### EXCERPT PROVIDED
------------------------------------

Tuesday, 27 January 2009

This Town Needs Guns

(This interview originally appeared in Oxford Music Scene)

Liz Dodd

It’s heroes this town needs, not guns: in a city that exports more home-grown talent than undergraduate degrees it’s easy to believe – as the national music press seem to - that anyone within spittin’ distance of the spires can pound on a hammer organ and be the next Radiohead. Not so for This Town Needs Guns, smoking hot tech-rockers who strive for musicianship that speaks for itself. Oxford Music Scene sat down with Stuart, Tim and Jamie in the Turf Tavern to talk touring, recording and The Oxford Effect.

OMS: This is a one week hiatus for you guys between tours: how were the last few dates with Jonquil?

Stuart: It was probably one of the best tours we’ve done for turnouts and things like that, certainly as a headline band. We were getting 50-100 people a night, which was pretty good considering it wasn’t a hometown show.

OMS: You’ve got a ‘homecoming’ Oxford gig coming up: do you see yourselves as a product of the ‘Oxford movement’ – the Foals, Youth Movies success wave?

------------------------------------

### PROVIDED INFORMATION
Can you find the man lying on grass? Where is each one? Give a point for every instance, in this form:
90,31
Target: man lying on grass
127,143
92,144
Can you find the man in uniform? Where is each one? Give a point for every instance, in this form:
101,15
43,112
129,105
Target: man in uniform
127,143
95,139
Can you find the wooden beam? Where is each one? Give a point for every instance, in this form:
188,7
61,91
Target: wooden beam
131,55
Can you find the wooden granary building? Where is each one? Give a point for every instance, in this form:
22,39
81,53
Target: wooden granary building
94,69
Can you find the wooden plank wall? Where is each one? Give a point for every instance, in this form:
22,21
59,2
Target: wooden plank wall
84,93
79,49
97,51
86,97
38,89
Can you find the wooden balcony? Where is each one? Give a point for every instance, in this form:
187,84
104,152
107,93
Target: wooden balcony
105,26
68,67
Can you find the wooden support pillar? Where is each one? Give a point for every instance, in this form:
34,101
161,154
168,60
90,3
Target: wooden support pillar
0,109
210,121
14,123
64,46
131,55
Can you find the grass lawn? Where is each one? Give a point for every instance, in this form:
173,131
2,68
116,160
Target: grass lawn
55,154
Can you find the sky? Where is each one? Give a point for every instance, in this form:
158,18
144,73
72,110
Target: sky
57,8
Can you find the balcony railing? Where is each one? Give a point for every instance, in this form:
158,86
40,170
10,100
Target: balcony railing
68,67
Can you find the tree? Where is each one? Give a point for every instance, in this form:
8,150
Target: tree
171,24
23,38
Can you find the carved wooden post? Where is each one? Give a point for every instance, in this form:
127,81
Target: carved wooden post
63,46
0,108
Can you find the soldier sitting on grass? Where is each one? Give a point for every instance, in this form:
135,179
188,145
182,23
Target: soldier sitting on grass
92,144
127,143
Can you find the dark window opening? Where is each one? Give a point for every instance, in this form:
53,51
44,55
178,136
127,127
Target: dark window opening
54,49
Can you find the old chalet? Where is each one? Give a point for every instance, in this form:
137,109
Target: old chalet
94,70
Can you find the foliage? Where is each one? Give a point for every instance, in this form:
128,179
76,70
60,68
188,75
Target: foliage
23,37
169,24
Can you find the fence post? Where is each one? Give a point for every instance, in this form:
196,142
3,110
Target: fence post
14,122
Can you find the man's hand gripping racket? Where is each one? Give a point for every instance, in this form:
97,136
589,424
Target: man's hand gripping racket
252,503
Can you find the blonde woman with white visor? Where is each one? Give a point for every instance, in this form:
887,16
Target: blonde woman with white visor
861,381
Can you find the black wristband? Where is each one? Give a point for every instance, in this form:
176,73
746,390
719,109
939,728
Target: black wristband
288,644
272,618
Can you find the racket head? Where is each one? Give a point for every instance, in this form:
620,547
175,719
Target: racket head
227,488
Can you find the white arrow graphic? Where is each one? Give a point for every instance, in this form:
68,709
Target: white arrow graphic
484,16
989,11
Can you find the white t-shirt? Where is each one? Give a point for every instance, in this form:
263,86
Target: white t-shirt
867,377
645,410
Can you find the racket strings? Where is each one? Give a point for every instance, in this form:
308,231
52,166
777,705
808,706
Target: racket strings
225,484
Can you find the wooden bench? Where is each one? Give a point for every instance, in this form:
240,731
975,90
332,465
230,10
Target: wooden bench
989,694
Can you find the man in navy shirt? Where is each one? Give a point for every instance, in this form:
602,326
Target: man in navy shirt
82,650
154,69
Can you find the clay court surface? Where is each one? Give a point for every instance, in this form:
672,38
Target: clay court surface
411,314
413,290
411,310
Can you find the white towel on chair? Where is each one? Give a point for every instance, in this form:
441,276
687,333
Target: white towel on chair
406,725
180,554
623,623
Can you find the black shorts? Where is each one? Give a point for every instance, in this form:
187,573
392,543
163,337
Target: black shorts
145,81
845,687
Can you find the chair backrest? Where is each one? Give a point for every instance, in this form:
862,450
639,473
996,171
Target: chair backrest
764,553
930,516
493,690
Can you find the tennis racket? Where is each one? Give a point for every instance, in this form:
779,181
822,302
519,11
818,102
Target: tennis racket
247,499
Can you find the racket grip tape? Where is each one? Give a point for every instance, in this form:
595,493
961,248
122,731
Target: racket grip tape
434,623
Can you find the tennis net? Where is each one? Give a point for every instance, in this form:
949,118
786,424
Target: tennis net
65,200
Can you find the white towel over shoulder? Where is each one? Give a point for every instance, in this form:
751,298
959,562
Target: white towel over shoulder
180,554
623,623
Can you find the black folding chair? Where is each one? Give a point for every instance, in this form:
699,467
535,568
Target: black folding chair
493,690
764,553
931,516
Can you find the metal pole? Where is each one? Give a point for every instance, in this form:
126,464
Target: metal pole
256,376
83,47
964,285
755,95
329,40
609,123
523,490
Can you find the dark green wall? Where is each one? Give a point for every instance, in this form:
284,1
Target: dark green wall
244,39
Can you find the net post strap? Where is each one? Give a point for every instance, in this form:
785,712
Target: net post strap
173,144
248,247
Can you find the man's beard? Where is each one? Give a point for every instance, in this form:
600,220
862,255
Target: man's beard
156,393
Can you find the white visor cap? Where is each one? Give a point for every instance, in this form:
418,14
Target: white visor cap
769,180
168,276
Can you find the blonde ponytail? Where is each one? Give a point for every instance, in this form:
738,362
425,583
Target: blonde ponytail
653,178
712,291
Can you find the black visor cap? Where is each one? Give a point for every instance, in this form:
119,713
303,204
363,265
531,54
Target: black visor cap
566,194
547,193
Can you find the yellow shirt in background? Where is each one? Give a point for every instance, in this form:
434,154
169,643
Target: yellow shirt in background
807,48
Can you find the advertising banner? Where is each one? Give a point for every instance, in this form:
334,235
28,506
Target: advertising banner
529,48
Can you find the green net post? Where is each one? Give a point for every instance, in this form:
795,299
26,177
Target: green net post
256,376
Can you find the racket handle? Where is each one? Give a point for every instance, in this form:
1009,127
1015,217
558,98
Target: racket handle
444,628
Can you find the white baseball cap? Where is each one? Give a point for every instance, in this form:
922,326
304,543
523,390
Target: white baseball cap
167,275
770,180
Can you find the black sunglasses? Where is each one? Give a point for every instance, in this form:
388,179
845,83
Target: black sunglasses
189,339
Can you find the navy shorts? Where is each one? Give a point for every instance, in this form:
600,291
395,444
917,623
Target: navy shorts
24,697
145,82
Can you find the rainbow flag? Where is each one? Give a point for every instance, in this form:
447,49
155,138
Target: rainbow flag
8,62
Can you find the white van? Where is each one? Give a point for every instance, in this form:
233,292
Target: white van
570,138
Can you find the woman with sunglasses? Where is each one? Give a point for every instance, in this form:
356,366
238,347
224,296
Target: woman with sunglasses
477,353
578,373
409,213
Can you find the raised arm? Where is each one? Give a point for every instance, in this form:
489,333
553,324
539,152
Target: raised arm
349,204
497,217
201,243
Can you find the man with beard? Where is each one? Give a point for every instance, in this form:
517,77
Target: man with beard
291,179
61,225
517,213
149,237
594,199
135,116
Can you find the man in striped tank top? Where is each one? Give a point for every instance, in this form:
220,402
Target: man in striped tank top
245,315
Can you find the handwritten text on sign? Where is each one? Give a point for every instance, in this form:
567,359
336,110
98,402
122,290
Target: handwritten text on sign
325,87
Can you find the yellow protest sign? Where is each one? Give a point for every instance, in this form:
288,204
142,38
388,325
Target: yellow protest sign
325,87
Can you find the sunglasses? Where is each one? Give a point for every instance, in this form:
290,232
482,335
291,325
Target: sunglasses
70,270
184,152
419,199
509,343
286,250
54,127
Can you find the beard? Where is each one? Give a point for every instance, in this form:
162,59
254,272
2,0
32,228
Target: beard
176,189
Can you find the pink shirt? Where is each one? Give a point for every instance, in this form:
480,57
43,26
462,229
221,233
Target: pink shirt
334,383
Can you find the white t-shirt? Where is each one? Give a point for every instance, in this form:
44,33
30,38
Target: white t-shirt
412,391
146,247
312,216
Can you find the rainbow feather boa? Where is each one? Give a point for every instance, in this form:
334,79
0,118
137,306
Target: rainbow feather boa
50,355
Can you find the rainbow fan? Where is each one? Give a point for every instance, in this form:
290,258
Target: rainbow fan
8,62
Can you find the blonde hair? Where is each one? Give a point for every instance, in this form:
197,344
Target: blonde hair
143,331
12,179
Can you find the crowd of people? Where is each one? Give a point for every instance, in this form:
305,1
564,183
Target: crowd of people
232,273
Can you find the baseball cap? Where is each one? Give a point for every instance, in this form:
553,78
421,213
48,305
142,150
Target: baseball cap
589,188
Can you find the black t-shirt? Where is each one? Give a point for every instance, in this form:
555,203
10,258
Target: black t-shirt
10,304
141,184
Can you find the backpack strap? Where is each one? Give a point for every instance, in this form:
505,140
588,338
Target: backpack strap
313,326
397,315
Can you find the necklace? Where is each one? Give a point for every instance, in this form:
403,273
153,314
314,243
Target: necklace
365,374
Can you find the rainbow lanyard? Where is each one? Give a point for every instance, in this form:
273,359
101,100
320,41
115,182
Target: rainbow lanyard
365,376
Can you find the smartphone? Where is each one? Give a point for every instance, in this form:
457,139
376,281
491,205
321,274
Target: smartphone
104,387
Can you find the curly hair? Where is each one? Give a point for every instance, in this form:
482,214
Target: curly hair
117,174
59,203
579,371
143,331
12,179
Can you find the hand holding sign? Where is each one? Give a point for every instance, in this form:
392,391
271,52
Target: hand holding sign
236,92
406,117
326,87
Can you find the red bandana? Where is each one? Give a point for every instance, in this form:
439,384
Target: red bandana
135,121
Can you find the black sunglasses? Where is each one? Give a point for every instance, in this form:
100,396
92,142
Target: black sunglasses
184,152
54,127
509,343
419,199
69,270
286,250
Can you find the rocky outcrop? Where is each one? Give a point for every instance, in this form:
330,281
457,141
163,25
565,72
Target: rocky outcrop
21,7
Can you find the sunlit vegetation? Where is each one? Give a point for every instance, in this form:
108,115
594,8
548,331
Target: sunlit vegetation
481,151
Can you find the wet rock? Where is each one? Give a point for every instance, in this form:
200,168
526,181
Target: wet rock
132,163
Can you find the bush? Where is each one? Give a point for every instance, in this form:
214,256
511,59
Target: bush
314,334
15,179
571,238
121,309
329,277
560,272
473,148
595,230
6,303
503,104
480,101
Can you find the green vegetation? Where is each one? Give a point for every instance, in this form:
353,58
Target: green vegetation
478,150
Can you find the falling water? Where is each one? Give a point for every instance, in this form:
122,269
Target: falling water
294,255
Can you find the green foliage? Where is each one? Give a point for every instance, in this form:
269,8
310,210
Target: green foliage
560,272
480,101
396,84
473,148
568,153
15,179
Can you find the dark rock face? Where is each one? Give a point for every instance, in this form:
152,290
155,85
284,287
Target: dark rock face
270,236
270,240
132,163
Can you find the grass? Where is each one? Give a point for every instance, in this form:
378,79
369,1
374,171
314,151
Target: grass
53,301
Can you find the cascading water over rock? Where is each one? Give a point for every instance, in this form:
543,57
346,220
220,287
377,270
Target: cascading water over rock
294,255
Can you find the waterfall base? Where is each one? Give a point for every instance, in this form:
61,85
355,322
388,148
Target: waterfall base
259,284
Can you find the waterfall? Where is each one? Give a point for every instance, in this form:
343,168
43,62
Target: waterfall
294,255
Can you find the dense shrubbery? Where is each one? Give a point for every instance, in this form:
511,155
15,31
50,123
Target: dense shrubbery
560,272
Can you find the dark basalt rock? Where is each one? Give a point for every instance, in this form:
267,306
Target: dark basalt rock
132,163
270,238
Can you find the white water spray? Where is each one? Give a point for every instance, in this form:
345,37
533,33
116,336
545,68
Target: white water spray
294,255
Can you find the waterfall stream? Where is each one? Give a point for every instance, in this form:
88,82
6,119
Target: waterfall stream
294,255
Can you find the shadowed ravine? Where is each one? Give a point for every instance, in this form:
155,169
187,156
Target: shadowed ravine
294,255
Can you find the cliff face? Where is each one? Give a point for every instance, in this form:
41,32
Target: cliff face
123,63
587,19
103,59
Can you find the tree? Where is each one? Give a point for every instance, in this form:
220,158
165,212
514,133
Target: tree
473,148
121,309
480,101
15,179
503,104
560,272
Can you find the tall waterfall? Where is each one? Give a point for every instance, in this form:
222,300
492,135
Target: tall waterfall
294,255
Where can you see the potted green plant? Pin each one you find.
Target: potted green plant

------------------------------------

Print the passage of the interview with This Town Needs Guns starting at "It’s heroes this" and ending at "dates with Jonquil?". The material has no connection to the interview with This Town Needs Guns.

It’s heroes this town needs, not guns: in a city that exports more home-grown talent than undergraduate degrees it’s easy to believe – as the national music press seem to - that anyone within spittin’ distance of the spires can pound on a hammer organ and be the next Radiohead. Not so for This Town Needs Guns, smoking hot tech-rockers who strive for musicianship that speaks for itself. Oxford Music Scene sat down with Stuart, Tim and Jamie in the Turf Tavern to talk touring, recording and The Oxford Effect.

OMS: This is a one week hiatus for you guys between tours: how were the last few dates with Jonquil?